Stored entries
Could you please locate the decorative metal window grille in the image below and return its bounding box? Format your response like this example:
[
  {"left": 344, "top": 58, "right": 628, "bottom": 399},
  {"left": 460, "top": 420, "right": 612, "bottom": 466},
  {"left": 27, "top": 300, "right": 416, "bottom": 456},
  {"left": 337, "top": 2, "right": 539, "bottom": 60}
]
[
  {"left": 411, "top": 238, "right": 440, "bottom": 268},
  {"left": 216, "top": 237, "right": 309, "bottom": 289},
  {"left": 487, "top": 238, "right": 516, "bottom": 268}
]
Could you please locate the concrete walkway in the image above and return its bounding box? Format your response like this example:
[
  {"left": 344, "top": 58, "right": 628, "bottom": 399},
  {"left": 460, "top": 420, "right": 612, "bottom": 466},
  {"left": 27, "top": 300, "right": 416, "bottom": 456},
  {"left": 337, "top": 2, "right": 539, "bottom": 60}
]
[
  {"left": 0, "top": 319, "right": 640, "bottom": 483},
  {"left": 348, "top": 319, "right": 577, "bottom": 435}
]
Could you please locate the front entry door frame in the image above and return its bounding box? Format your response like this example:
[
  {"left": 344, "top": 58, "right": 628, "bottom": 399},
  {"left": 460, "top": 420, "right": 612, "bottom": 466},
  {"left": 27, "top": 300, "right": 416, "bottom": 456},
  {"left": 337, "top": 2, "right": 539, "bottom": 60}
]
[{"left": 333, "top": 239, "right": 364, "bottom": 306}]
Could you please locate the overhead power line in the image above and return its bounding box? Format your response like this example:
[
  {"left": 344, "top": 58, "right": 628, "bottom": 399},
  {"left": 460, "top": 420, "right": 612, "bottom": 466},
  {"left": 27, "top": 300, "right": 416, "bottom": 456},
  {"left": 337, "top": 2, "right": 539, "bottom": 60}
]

REQUIREMENTS
Repeat all of the records above exactly as written.

RESPONSE
Could you please locate the decorative metal window grille in the image below and return its bounding box? Format your response like this example:
[
  {"left": 344, "top": 58, "right": 628, "bottom": 399},
  {"left": 460, "top": 420, "right": 612, "bottom": 466},
  {"left": 27, "top": 300, "right": 416, "bottom": 456},
  {"left": 337, "top": 2, "right": 539, "bottom": 60}
]
[
  {"left": 411, "top": 238, "right": 440, "bottom": 268},
  {"left": 216, "top": 237, "right": 309, "bottom": 289},
  {"left": 487, "top": 238, "right": 516, "bottom": 268}
]
Could you please locate the concrete walkway in the image above and return its bounding box? Format your response like this example:
[
  {"left": 344, "top": 58, "right": 628, "bottom": 399},
  {"left": 460, "top": 420, "right": 612, "bottom": 466},
  {"left": 27, "top": 300, "right": 416, "bottom": 456},
  {"left": 337, "top": 2, "right": 539, "bottom": 60}
]
[
  {"left": 0, "top": 319, "right": 640, "bottom": 483},
  {"left": 348, "top": 319, "right": 577, "bottom": 435}
]
Could you please locate the front entry door frame in the image above and return its bounding box? Format your response like this example:
[
  {"left": 344, "top": 58, "right": 628, "bottom": 399},
  {"left": 460, "top": 420, "right": 612, "bottom": 466},
  {"left": 27, "top": 300, "right": 416, "bottom": 456},
  {"left": 337, "top": 2, "right": 539, "bottom": 60}
]
[{"left": 333, "top": 239, "right": 364, "bottom": 306}]
Could you please locate the overhead power line in the image above and return its bounding box? Format your response like this example:
[
  {"left": 344, "top": 58, "right": 628, "bottom": 399},
  {"left": 460, "top": 420, "right": 612, "bottom": 466},
  {"left": 27, "top": 300, "right": 416, "bottom": 456},
  {"left": 337, "top": 2, "right": 539, "bottom": 60}
]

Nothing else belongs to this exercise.